WHAT YOU SHOULD DO:
Locate the line that contains "Reviewer note: check that every instance of the doorway" in the entries below. Retype it and all following lines through the final one, character for character.

INPUT MATERIAL:
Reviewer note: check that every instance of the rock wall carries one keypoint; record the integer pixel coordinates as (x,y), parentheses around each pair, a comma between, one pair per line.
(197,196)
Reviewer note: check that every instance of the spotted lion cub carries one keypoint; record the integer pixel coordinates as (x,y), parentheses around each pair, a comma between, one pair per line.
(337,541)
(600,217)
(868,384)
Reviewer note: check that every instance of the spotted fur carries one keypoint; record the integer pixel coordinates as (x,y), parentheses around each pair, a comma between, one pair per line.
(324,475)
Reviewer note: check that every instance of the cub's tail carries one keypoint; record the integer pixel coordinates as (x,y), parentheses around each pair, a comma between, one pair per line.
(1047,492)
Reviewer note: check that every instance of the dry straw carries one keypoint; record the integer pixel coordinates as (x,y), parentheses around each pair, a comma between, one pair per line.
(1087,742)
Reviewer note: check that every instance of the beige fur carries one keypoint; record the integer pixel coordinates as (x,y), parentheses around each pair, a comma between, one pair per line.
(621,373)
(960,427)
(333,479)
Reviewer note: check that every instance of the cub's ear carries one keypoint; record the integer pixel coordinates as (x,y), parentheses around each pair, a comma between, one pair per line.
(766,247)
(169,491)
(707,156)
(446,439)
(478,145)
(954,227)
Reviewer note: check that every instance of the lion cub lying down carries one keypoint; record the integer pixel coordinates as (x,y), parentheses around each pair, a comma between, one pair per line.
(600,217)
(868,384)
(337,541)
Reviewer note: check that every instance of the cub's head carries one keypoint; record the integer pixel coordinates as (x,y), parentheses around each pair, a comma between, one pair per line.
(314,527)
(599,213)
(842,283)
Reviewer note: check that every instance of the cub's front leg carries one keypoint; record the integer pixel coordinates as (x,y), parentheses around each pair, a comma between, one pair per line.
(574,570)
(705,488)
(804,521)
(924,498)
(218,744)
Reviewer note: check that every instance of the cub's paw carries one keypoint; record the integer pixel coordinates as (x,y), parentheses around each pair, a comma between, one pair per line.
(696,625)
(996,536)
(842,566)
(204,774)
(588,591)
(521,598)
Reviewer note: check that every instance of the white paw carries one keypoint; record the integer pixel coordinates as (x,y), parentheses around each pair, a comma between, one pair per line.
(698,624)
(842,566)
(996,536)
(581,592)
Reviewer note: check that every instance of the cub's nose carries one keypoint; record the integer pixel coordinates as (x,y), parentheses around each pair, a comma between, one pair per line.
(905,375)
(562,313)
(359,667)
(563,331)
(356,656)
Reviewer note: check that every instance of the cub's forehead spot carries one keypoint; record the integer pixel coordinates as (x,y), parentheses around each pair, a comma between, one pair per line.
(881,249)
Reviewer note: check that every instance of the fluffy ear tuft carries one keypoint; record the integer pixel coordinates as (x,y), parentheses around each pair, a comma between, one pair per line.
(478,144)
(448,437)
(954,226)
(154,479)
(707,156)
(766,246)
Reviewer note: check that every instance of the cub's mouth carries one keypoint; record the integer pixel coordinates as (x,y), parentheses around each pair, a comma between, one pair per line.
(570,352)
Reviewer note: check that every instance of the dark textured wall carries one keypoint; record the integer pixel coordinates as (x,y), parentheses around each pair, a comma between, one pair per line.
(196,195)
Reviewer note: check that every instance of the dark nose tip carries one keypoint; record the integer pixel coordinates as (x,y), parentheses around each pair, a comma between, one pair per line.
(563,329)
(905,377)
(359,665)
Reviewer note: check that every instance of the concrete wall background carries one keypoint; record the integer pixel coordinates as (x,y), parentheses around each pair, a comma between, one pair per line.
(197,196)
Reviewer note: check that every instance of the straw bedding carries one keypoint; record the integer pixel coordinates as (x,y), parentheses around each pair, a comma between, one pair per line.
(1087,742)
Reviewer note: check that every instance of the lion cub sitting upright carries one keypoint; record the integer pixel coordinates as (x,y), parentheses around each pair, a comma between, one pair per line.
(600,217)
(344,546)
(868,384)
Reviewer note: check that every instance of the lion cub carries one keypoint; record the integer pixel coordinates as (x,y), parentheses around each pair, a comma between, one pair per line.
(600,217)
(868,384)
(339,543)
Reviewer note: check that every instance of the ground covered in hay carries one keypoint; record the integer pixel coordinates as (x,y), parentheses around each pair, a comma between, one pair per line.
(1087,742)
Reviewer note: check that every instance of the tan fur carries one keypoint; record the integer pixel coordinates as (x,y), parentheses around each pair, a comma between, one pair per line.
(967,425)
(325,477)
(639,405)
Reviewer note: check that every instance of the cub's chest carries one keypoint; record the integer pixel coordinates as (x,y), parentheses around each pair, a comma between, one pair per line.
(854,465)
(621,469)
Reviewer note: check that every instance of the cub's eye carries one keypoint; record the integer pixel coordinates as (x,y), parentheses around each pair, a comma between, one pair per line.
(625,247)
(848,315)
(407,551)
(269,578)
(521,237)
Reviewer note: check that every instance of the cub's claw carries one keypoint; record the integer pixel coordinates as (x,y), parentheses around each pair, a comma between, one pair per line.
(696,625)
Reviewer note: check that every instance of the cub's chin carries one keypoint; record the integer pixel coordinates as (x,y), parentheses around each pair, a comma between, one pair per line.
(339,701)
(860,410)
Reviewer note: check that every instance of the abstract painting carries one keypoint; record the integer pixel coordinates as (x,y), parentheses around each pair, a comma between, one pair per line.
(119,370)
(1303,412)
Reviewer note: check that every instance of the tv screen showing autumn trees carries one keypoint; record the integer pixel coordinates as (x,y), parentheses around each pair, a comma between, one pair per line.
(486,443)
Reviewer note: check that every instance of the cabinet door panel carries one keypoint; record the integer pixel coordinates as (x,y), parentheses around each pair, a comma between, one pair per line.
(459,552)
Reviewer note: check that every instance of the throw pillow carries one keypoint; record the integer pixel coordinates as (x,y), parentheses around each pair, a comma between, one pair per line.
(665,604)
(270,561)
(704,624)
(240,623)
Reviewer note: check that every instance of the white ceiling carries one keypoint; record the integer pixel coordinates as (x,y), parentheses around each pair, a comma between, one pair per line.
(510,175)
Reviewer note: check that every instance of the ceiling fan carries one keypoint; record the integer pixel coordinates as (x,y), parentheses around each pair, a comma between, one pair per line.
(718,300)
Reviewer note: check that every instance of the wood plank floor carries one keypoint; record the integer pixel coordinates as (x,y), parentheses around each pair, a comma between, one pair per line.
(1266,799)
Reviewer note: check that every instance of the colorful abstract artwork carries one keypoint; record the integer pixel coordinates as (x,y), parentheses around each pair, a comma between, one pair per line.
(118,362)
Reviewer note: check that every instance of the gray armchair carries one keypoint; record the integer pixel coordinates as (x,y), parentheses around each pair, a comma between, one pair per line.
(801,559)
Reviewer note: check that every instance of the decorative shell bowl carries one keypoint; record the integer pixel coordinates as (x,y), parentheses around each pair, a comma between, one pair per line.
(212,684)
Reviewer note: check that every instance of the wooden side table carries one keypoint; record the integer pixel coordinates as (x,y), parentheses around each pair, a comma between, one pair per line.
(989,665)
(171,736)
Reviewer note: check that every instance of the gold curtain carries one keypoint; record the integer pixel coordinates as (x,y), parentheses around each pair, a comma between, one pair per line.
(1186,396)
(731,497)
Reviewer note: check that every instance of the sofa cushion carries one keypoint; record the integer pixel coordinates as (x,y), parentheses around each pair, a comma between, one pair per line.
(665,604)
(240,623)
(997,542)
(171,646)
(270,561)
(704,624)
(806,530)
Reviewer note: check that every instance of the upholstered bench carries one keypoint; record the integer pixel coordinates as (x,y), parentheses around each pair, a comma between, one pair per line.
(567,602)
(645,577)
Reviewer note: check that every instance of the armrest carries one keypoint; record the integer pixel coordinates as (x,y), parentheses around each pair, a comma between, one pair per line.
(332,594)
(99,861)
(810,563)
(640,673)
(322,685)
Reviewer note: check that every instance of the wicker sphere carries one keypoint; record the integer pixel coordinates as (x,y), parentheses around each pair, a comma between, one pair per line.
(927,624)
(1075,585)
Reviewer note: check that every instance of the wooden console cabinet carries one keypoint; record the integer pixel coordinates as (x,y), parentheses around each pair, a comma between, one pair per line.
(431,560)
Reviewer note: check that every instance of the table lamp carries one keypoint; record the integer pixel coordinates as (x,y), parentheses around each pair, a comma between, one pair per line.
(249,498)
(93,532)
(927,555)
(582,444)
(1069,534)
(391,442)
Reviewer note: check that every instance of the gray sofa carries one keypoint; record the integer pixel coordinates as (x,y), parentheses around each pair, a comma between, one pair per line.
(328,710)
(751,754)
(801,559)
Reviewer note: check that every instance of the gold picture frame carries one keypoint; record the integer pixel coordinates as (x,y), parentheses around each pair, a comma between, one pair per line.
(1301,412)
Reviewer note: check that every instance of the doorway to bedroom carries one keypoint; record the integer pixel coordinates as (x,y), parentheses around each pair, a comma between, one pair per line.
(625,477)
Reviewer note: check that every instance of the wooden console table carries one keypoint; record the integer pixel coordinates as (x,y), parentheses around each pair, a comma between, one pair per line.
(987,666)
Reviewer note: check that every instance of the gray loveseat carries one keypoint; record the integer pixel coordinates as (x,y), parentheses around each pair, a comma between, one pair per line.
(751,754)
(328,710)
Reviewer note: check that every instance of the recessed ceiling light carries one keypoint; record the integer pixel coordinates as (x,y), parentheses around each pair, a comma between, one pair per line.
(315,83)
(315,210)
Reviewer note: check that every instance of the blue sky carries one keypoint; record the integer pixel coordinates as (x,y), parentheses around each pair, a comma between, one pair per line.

PROBLEM SOLUTION:
Reviewer note: check that every instance of the doorway to bedroom carries one keypoint; record the integer pixel coordinates as (x,y), parentheses around each pair, a comma between, one pair per line.
(625,477)
Reviewer note: check that every instance of the wooden console table carries one keypoint; record the integer pixel coordinates as (x,y), parentheses around each pair, a comma between, one pair per line.
(987,666)
Reviewer note: check that every instance of the gray loveseat carries one keypoint; record the integer pixel coordinates as (x,y), parentheses around each pair, a comma between, one pair per line.
(751,754)
(328,710)
Reviewer note: check that every instance of the recessed ceiling light carries one keypoint; record the integer pixel coordinates as (x,y), parentheses around each pair, a comma between, one pair per line.
(315,83)
(315,210)
Reviewer note: check that every instance of the blue sky carries one keypoint; record the integer pixel coordinates as (x,y), parentheses around each pair, a comma between, one pair per line.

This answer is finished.